Directive -> Convert each line of the listing below into a string in a JSON list, leaving out blank lines.
+---+
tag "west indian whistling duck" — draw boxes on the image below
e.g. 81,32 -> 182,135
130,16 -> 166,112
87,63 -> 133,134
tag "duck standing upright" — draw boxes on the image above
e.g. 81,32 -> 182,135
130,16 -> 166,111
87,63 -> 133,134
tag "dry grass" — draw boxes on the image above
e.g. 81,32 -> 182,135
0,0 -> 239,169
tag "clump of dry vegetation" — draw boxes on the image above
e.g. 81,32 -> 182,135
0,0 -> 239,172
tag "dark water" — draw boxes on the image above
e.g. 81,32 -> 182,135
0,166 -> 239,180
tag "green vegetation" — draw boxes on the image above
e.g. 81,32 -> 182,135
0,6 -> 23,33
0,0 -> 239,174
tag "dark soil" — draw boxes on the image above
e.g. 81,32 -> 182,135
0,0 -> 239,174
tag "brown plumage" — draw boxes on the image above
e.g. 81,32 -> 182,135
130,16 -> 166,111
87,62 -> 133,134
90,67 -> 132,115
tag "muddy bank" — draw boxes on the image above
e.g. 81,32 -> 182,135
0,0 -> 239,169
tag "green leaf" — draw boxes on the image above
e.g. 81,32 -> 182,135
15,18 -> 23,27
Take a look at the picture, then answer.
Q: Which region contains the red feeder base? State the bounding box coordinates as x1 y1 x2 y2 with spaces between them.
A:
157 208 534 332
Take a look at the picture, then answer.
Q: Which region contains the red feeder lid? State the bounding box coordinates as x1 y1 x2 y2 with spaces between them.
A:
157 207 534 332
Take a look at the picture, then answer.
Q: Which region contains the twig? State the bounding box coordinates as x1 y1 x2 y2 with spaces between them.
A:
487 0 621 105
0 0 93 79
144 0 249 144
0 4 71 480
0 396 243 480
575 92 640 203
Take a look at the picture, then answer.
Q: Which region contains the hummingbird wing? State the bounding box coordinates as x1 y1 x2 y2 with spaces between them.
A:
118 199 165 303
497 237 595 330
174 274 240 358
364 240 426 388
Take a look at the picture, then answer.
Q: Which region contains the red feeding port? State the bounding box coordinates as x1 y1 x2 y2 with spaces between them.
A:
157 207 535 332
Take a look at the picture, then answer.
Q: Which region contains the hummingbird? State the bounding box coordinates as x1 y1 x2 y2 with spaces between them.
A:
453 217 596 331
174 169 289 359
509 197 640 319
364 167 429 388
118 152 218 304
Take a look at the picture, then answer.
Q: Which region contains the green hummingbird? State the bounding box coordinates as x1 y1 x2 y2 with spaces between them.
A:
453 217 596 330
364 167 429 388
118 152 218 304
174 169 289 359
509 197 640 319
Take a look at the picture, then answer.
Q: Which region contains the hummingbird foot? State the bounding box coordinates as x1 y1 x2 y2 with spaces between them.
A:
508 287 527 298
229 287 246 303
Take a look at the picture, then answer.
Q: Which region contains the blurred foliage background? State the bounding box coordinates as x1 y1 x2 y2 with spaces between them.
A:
+---+
Response below ->
[
  "tag \"west indian whistling duck\" — draw boxes on the image below",
  "e.g. 81,32 -> 182,135",
  "130,16 -> 166,112",
  "87,63 -> 133,134",
  "tag \"duck standing upright\" — draw boxes on the image above",
  "e.g. 81,32 -> 182,135",
  "130,16 -> 166,111",
  "87,63 -> 133,134",
  "tag \"dry grass\" — draw boxes on the image above",
  "e.g. 81,32 -> 182,135",
  "0,0 -> 239,169",
  "tag \"clump of dry vegetation\" — draw boxes on the image above",
  "e.g. 81,32 -> 182,135",
  "0,0 -> 239,172",
  "tag \"dark water\" — draw boxes on the image above",
  "e.g. 81,32 -> 182,135",
  "0,166 -> 239,180",
  "tag \"green vegetation\" — draw boxes on the image above",
  "e.g. 81,32 -> 182,135",
  "0,6 -> 23,33",
  "0,0 -> 239,174",
  "tag \"dark soil\" — draw boxes on the image above",
  "e.g. 81,32 -> 182,135",
  "0,0 -> 239,174",
  "tag \"brown plumage\" — draw boxes on the image above",
  "e.g. 81,32 -> 182,135",
  "130,16 -> 166,111",
  "87,62 -> 133,134",
  "90,67 -> 132,115",
  "tag \"muddy bank\" — draw boxes on the image above",
  "e.g. 81,32 -> 182,135",
  "0,0 -> 239,169",
  "tag \"green leaf\" — draw boxes on the image above",
  "e.g. 81,32 -> 182,135",
  "15,18 -> 23,27",
  "Take a look at the picture, then answer.",
  "Q: Which region contains the red feeder base? State the bounding box coordinates as x1 y1 x2 y2 with spaces between them.",
  "A:",
  "157 208 534 332",
  "Take a look at the picture, then answer.",
  "Q: Which region contains the red feeder lid? State the bounding box coordinates as x1 y1 x2 y2 with spaces between them.",
  "A:",
  "157 207 534 332",
  "Take a look at the picture, then answer.",
  "Q: Which region contains the twig? State the bounding box coordinates as x1 y1 x2 y2 with spaces between them.",
  "A:",
  "487 0 621 105",
  "0 0 93 79",
  "144 0 249 144",
  "0 4 71 480",
  "0 396 243 480",
  "575 92 640 203",
  "Take a look at the picture, then answer.",
  "Q: Which region contains the hummingbird wing? State the bounding box coordinates as x1 y1 x2 y2 with spaces between them.",
  "A:",
  "118 199 165 303",
  "497 237 595 330",
  "174 274 240 358",
  "364 240 426 388",
  "Take a look at the picture, then answer.",
  "Q: Which region contains the red feeding port? State the bounding box coordinates as x1 y1 x2 y2 with spaces between them.",
  "A:",
  "157 207 535 332",
  "Take a look at the picture, then answer.",
  "Q: Which region contains the hummingbird? State the bounding box coordinates as x1 y1 x2 y2 with spaces between them.",
  "A:",
  "453 217 596 331",
  "174 169 289 359",
  "509 197 640 319",
  "364 167 429 388",
  "118 152 218 304",
  "Take a look at the picture, then answer.",
  "Q: Which region contains the green hummingbird? State the bounding box coordinates as x1 y1 x2 y2 with spaces between them.",
  "A:",
  "453 217 596 330",
  "364 167 429 388",
  "118 152 218 304",
  "174 169 289 359",
  "509 197 640 319",
  "Take a look at the picture, then answer.",
  "Q: Which region contains the hummingbird foot? State the bounding box coordinates as x1 y1 x2 y2 with spaces between them.",
  "A:",
  "508 287 527 298",
  "229 287 246 303",
  "Take a look at the picture, then answer.",
  "Q: Which region contains the blurred foliage background? State the bounding box coordinates as x1 y1 x2 y2 with spaces between them.",
  "A:"
]